------ INPUT ROWS

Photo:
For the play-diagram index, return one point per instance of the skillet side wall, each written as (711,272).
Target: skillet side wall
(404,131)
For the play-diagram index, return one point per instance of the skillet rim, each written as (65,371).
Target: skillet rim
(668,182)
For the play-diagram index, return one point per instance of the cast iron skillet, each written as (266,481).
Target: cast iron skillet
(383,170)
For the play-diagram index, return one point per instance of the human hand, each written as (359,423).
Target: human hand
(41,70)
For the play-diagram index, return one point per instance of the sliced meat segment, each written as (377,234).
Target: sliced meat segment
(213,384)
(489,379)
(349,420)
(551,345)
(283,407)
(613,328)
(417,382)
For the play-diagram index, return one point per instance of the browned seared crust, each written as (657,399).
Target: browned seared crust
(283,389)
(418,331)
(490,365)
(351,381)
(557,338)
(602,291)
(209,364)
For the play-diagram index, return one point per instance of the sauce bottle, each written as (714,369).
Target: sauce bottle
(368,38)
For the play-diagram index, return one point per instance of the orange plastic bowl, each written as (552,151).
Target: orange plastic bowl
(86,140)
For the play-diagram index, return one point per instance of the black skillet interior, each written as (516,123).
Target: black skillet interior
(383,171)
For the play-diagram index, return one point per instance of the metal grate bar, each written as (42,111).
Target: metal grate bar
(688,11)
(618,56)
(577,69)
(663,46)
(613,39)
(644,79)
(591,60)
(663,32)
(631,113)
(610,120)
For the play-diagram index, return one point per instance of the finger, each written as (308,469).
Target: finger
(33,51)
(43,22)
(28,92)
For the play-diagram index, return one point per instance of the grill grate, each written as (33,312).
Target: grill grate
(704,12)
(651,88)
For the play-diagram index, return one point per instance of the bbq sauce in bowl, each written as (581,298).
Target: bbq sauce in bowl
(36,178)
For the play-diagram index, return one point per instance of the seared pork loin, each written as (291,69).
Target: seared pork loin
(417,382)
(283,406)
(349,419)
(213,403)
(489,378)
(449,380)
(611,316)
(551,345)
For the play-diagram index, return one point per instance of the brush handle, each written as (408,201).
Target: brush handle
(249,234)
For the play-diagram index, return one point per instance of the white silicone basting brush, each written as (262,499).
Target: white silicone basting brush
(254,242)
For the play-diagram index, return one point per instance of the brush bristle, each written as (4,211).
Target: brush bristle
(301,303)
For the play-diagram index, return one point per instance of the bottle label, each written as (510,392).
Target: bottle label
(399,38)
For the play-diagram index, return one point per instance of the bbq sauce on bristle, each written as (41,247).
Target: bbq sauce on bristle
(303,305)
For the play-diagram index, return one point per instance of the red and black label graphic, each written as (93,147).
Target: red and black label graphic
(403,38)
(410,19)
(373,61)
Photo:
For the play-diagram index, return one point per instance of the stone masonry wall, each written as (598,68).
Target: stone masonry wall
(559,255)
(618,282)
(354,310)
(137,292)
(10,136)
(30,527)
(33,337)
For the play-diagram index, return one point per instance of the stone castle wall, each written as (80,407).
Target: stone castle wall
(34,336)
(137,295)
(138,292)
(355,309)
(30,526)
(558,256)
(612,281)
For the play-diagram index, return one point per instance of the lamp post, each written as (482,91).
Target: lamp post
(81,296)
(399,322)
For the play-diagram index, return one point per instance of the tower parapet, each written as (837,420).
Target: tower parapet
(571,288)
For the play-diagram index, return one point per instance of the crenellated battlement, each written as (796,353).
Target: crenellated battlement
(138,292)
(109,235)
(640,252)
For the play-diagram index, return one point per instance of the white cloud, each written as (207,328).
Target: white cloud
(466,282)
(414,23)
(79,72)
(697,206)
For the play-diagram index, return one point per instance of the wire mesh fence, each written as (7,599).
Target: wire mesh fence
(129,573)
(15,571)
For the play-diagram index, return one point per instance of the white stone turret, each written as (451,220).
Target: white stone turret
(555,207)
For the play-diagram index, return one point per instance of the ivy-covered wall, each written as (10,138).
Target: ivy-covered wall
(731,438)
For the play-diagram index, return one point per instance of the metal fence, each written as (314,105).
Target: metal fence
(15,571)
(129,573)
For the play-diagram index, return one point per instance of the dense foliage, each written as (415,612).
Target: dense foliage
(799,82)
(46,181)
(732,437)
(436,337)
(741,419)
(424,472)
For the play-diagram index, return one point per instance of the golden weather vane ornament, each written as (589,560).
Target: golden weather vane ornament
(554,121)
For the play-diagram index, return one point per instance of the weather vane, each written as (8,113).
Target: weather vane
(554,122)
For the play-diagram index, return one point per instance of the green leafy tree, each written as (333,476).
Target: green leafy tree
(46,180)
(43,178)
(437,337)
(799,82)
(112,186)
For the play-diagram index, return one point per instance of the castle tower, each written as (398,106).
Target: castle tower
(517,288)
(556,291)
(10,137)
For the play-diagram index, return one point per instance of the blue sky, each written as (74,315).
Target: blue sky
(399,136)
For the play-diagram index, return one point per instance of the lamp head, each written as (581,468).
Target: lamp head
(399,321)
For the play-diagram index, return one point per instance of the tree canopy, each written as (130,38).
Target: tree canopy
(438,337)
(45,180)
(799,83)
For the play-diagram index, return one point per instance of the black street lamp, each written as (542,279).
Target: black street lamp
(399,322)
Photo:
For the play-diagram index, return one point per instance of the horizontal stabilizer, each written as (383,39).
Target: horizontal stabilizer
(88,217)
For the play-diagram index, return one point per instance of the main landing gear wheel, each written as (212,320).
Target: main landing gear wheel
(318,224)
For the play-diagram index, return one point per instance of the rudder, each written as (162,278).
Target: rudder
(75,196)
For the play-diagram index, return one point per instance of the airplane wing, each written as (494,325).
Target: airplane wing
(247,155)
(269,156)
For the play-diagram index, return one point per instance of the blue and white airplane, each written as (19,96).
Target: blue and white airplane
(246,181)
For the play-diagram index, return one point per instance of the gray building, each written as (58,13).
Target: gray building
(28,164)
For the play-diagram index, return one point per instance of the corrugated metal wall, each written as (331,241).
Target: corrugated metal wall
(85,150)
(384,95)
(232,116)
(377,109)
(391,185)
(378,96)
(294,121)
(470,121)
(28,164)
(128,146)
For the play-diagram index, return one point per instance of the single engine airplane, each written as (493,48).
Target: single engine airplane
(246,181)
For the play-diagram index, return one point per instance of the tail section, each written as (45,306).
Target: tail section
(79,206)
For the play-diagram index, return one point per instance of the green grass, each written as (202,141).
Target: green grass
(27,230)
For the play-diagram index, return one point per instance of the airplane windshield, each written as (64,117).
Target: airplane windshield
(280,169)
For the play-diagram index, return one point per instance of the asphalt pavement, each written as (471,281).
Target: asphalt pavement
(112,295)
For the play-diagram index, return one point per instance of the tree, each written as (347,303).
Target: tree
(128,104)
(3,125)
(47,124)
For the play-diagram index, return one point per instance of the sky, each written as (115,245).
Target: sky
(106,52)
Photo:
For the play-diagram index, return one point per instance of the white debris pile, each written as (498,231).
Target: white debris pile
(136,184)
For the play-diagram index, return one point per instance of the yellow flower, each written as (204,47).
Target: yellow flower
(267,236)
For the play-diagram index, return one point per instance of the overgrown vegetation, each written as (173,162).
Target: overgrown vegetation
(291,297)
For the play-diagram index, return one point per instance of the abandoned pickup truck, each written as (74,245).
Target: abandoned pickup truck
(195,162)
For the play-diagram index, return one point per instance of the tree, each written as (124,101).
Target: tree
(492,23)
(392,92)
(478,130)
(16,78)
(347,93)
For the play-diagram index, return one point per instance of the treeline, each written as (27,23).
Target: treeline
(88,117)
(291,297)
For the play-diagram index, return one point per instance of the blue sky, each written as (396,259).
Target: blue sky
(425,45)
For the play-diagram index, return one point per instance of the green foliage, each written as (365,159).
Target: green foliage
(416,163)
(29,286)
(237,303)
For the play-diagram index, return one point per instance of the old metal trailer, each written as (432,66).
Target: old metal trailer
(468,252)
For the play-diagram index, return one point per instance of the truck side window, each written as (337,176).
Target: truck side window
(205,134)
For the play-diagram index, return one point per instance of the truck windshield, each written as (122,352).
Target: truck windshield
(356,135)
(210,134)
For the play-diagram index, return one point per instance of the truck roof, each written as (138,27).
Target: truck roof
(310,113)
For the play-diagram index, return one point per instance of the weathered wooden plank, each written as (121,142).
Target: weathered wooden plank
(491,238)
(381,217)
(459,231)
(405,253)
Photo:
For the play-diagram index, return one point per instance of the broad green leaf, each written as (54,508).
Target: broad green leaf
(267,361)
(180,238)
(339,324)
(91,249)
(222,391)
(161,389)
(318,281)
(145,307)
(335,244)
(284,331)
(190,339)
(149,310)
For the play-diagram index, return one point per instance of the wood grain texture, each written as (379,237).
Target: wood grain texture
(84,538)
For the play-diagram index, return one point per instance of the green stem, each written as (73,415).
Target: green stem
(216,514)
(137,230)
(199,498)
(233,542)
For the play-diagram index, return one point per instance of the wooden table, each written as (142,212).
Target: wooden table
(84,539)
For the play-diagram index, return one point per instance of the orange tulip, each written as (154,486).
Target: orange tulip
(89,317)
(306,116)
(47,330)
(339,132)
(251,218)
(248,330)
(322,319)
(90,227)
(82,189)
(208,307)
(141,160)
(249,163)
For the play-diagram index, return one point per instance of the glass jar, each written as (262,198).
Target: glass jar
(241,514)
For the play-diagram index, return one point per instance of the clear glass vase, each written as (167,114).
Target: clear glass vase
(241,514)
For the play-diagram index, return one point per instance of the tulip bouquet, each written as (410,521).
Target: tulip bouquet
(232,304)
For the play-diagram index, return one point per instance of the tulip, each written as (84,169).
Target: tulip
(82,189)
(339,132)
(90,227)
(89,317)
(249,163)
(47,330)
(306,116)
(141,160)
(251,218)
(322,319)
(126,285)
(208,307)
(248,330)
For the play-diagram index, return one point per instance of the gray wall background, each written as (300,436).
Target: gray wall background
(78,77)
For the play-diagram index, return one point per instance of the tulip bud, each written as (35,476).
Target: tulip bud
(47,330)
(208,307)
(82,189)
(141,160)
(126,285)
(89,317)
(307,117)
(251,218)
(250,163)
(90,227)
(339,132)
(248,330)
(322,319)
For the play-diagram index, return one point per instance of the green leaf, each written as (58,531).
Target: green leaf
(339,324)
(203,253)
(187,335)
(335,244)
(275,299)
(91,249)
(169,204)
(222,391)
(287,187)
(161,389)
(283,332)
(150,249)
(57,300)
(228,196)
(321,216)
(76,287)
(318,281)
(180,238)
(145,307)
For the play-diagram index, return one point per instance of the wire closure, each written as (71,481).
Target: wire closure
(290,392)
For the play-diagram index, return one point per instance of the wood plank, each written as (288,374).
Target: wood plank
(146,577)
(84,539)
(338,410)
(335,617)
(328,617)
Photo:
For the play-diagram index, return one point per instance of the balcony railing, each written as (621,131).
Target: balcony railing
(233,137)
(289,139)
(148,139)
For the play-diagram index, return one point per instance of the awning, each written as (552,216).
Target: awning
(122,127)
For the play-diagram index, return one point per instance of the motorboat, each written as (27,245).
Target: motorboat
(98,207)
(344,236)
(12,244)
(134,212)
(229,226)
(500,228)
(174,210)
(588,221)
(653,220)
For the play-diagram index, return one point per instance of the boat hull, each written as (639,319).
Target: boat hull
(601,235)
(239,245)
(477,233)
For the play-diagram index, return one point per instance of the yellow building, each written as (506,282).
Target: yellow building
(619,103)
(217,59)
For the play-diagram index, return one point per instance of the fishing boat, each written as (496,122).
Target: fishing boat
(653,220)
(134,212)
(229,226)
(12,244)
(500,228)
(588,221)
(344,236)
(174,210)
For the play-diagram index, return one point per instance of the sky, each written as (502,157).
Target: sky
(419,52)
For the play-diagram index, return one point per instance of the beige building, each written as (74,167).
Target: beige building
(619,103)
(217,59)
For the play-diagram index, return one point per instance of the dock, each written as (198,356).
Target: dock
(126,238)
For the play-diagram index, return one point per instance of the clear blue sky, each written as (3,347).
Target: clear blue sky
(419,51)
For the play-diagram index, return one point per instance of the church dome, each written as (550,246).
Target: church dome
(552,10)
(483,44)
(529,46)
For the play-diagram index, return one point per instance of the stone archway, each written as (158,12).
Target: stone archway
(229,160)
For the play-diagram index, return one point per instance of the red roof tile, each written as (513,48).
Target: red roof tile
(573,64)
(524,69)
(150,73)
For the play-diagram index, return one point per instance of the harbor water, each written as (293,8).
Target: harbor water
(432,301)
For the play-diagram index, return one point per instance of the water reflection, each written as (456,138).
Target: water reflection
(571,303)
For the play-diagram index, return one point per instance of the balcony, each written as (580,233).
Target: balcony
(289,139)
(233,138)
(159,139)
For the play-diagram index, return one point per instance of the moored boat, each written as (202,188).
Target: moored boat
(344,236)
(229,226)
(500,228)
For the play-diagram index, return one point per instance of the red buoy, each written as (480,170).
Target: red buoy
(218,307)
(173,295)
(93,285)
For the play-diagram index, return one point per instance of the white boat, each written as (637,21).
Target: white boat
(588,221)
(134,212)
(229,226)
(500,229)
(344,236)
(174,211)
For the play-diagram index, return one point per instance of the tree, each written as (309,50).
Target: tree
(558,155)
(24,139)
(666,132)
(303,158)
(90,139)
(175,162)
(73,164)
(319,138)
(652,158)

------------

■ SET EXERCISE
Return every line from the one holding "written as (293,8)." through the end of the data, exactly as it appears, with both ends kept and nothing else.

■ ANSWER FOR THIS EXERCISE
For the play-diagram index, return one point per instance of the harbor water, each written as (293,8).
Target: harbor water
(432,301)
For the play-diagram index, return one point per instance of the water reflection, each written as (456,138).
Target: water reflection
(571,303)
For the play-diagram index, return one point per instance of the balcony, each written as (580,233).
Target: balcony
(289,139)
(233,138)
(159,139)
For the play-diagram index, return one point per instance of the moored boat, each written as (202,188).
Target: moored boat
(344,236)
(229,226)
(500,228)
For the play-diagram index, return one point per instance of the red buoy, each written as (480,170).
Target: red buoy
(218,307)
(173,295)
(93,285)
For the play-diagram index, return one point per instance of the white boat, each written as (637,21).
Target: white boat
(588,221)
(134,212)
(229,226)
(500,229)
(344,236)
(174,211)
For the play-diagram index, return one point per instance of the tree, each written as (309,50).
Target: tree
(558,155)
(24,139)
(666,132)
(303,158)
(90,139)
(175,162)
(73,164)
(319,138)
(652,158)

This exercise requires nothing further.